■ **Assignment**
Return the article on Russian heraldry below word for word, in full.

■ **Selected excerpt**
○ ○ ○ ○ ○
Russian heraldry
- Lesser State Emblem of the Russian Empire (final version, 1883)
- Heraldic tradition: Eastern European
- Governing body: State Heraldic Register of the Russian Federation

= Russian heraldry =

Study of coats of arms in the lands of historical Russia

Russian heraldry involves the study and use of coats of arms and other heraldic insignia in the country of Russia. Compare the socialist heraldry of the Soviet period of Russian history (1917–1991).

==History==
===Precursors===

Seal of Ivan the Terrible

Before conventional heraldry was introduced to Russia, rulers of Kievan Rus' and its principalities used a variety of symbols to represent their authority. The early Rurikid rulers used unique stylised symbols, resembling tridents, on seals, coins and weapons that belonged to them. These were inherited from father to son in one way or another – although each descendant tweaked the symbol somewhat – but were not heraldic in the traditional sense of the word, and were closer to Turco-Mongolian tamgas. Other principalities frequently used mythical animals, or human figures, such as knights, in their seals. The influence of the Byzantine Empire was often felt in these emblems, some of which featured Byzantine elements, such as angels, perhaps due to princes employing Greek seal-stampers. In the seal of Ivan III of Russia, the usage of a Byzantine symbol – the two-headed eagle – was also a sign of pretense, as its rulers, after Ivan's marriage to Sophia Palaiologina, could trace their ancestry to the empire's ruling house.
○ ○ ○ ○ ○
■ **Excerpted data**

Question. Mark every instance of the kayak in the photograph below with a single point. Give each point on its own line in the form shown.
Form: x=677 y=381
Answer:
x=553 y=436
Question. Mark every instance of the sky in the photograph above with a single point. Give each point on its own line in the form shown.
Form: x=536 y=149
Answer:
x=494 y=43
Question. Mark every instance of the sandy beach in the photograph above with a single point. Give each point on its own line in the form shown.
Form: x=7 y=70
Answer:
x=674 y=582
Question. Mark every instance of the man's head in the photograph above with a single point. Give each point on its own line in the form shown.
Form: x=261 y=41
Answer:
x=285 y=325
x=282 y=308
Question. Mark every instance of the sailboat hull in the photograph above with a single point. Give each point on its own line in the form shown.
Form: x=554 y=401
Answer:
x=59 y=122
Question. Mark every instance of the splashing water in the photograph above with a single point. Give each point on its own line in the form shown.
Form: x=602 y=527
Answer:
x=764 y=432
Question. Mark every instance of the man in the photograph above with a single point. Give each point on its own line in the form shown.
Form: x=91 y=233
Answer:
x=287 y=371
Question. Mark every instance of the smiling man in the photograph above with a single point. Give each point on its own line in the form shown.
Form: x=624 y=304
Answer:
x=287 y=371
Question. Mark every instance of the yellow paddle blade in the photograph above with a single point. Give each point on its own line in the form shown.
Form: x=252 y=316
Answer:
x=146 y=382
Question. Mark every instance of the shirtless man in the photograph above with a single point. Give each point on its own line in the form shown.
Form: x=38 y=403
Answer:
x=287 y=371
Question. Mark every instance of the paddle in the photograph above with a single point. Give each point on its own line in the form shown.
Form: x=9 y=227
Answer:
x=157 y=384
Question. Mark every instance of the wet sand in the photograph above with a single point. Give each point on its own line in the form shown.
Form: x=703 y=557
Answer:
○ ○ ○ ○ ○
■ **Finished task**
Russian heraldry
- Lesser State Emblem of the Russian Empire (final version, 1883)
- Heraldic tradition: Eastern European
- Governing body: State Heraldic Register of the Russian Federation

= Russian heraldry =

Study of coats of arms in the lands of historical Russia

Russian heraldry involves the study and use of coats of arms and other heraldic insignia in the country of Russia. Compare the socialist heraldry of the Soviet period of Russian history (1917–1991).

==History==
===Precursors===

Seal of Ivan the Terrible

Before conventional heraldry was introduced to Russia, rulers of Kievan Rus' and its principalities used a variety of symbols to represent their authority. The early Rurikid rulers used unique stylised symbols, resembling tridents, on seals, coins and weapons that belonged to them. These were inherited from father to son in one way or another – although each descendant tweaked the symbol somewhat – but were not heraldic in the traditional sense of the word, and were closer to Turco-Mongolian tamgas. Other principalities frequently used mythical animals, or human figures, such as knights, in their seals. The influence of the Byzantine Empire was often felt in these emblems, some of which featured Byzantine elements, such as angels, perhaps due to princes employing Greek seal-stampers. In the seal of Ivan III of Russia, the usage of a Byzantine symbol – the two-headed eagle – was also a sign of pretense, as its rulers, after Ivan's marriage to Sophia Palaiologina, could trace their ancestry to the empire's ruling house.